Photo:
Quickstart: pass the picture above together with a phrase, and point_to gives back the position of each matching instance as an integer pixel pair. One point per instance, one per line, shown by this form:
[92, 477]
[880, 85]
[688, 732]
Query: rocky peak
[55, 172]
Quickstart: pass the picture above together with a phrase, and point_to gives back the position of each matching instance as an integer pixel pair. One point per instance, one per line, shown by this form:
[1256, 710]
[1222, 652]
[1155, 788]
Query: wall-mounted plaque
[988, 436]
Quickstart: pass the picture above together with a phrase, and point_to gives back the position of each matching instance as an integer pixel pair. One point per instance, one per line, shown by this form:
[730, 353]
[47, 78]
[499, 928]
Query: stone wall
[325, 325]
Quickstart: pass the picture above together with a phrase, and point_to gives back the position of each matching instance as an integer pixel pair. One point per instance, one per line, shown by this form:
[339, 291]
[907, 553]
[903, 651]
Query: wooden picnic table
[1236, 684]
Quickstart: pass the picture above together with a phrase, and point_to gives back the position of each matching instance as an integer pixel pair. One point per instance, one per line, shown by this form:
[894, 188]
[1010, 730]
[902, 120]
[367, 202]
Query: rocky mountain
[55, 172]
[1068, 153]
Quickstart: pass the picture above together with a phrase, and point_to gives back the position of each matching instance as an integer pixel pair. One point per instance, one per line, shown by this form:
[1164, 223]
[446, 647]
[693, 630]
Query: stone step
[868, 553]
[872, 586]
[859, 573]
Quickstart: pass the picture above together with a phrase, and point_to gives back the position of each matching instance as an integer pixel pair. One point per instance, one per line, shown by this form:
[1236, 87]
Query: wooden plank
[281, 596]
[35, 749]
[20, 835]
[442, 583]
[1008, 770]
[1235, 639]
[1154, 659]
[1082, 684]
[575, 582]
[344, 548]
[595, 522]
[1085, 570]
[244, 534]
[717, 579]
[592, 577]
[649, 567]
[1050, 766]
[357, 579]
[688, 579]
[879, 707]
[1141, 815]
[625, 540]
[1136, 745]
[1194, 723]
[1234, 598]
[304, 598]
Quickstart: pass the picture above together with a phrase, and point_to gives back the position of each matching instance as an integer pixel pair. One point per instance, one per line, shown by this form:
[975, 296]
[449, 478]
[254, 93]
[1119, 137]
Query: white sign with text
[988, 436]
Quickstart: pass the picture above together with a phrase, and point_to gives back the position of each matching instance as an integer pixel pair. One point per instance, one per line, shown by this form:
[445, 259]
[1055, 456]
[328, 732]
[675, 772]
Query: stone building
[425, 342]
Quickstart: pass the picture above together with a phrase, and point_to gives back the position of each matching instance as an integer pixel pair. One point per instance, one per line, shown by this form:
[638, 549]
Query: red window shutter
===============
#### Prompt
Reproduce all of the data above, substituting "Label" for each occurrence of "Query" and leaving everything else unchanged.

#### Final result
Photo:
Quickstart: pass the picture above together with a phrase, and point_to gives back the position of each matching instance as an integer pixel pair. One point per instance, one per line, shown by this form:
[92, 477]
[880, 85]
[688, 732]
Label: rocky peak
[55, 172]
Quickstart: pass the picture above together with a phrase, and point_to gives back the position of each matching instance as an integer pixel pair. One point per instance, one per line, shown by this form:
[1256, 710]
[1222, 652]
[1155, 788]
Label: wall-mounted plaque
[988, 436]
Quickstart: pass the picture above together with a phrase, and point_to gives back the position of each matching instance as an integer pixel pair. One point per instance, one per line, shown by this form:
[730, 353]
[47, 78]
[499, 928]
Label: stone wall
[325, 325]
Quickstart: pass the picture above together with a phrase, and point_to gives back the position of each matching instance as an integer pixel pair. One point per instance, one per line, shown by this form:
[339, 291]
[907, 553]
[903, 651]
Label: wooden picnic table
[1236, 684]
Quickstart: pass the picture above together with a phrase, and point_to gives back the position of each matching instance as an integer pixel pair. One point per instance, one per line, shown by this form:
[894, 188]
[1010, 730]
[902, 120]
[367, 202]
Label: rocky mountain
[55, 172]
[1068, 153]
Quickstart: pass the picture above together with a phrase, and point_to gives back the position of each matching instance as an integer pixel pair. One point per instance, one per line, shown by this form:
[1164, 223]
[446, 647]
[693, 630]
Label: stone step
[868, 553]
[872, 586]
[859, 573]
Quickstart: pass the picture above together with a phrase, and point_to gives back the position of each matching instance as an integer pixel pair. One point per instance, one per line, shown by this form:
[1236, 87]
Label: wooden plank
[281, 596]
[35, 749]
[20, 835]
[442, 583]
[1008, 770]
[1235, 639]
[1154, 659]
[1082, 684]
[575, 582]
[344, 548]
[595, 522]
[1085, 570]
[244, 534]
[717, 579]
[592, 577]
[649, 567]
[1050, 766]
[357, 579]
[688, 579]
[879, 707]
[1141, 815]
[625, 540]
[1136, 745]
[1194, 723]
[1234, 598]
[304, 598]
Quickstart: pass the picture above together with a phrase, and point_to gives back the position of each matching instance as an integer pixel pair. One point per instance, one per line, shown by this form:
[975, 296]
[449, 478]
[254, 93]
[1119, 137]
Label: white sign with text
[988, 436]
Quickstart: pass the picture above together with a phrase, and point_to gives back the position of each matching instance as an integer pixel pair. One point per instance, one per line, shown by this form:
[445, 259]
[1055, 456]
[328, 732]
[675, 772]
Label: stone building
[425, 342]
Quickstart: pass the picture above together with a phrase, and point_to gives back the position of each matching instance as an integer pixel pair. One point per instance, one per line, shown by this form:
[638, 549]
Label: red window shutter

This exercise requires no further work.